[Stated task] The entries below are to be repeated exactly as they stand.

[Material for this task]

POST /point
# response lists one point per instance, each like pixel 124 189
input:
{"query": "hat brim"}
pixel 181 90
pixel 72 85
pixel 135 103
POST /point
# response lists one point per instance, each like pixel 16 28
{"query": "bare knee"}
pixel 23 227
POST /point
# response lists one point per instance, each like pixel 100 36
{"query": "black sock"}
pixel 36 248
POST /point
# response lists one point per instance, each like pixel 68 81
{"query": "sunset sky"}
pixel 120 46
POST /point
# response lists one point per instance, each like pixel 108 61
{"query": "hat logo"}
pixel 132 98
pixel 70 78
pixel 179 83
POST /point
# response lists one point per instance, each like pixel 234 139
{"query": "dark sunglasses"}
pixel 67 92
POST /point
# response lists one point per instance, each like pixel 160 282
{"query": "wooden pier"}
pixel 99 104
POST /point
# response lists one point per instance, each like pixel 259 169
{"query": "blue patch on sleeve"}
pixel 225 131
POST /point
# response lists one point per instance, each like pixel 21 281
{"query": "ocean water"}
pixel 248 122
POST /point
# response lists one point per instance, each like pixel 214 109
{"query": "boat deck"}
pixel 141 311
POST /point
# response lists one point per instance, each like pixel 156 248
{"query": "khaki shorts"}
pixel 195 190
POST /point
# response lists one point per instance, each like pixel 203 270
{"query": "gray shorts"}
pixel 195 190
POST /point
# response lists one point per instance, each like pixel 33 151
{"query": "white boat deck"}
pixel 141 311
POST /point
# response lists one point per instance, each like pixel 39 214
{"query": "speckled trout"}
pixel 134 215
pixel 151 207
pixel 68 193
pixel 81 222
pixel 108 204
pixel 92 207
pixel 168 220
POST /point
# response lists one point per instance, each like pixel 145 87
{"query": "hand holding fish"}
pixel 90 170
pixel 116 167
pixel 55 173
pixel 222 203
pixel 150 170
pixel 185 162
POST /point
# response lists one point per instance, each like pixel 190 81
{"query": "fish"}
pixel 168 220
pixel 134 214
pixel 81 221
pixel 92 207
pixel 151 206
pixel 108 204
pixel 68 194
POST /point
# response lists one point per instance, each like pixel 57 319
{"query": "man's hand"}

[Reply to the exercise]
POST /point
# response lists one point per instance, each like pixel 124 189
input:
{"query": "hat brim"}
pixel 181 90
pixel 72 85
pixel 135 103
POST /point
# response lists one point per instance, each like pixel 16 28
{"query": "bare knee"}
pixel 23 227
POST /point
# response lists one point per instance, each like pixel 100 36
{"query": "black sock"}
pixel 36 248
POST /point
# response lists one point per instance, each like pixel 68 81
{"query": "sunset sky"}
pixel 120 46
POST /point
# response lists one point per instance, each like pixel 108 61
{"query": "hat logo"}
pixel 132 98
pixel 70 78
pixel 179 83
POST /point
# response lists one point per instance, each like pixel 234 139
{"query": "dark sunglasses"}
pixel 67 92
POST /point
# response lists one point per instance, each like pixel 160 282
{"query": "wooden pier"}
pixel 99 104
POST /point
# response lists one point per instance, each like pixel 259 169
{"query": "blue patch on sleeve"}
pixel 225 131
POST /point
# response lists one point per instance, each like pixel 21 281
{"query": "ocean water"}
pixel 248 122
POST /point
# response lists one point per instance, each like pixel 214 109
{"query": "boat deck"}
pixel 141 311
POST /point
# response lists one point per instance, each like pixel 156 248
{"query": "khaki shorts"}
pixel 195 190
POST /point
# response lists one point per instance, each like pixel 203 270
{"query": "gray shorts"}
pixel 195 190
POST /point
# response lists one point per instance, each like pixel 33 151
{"query": "white boat deck"}
pixel 141 311
POST /point
# response lists one point per instance, each like pixel 39 214
{"query": "speckled trout"}
pixel 134 215
pixel 151 207
pixel 68 193
pixel 81 222
pixel 108 204
pixel 92 207
pixel 168 220
POST /point
# response lists one point per instance, each like pixel 145 87
{"query": "hand holding fish"}
pixel 90 170
pixel 116 167
pixel 55 173
pixel 222 203
pixel 150 170
pixel 185 162
POST /point
# response lists one point per instance, each like pixel 190 81
{"query": "fish"}
pixel 168 220
pixel 134 214
pixel 81 221
pixel 92 207
pixel 151 206
pixel 108 204
pixel 68 194
POST /point
# response lists one point per instance, each like pixel 57 319
{"query": "man's hand"}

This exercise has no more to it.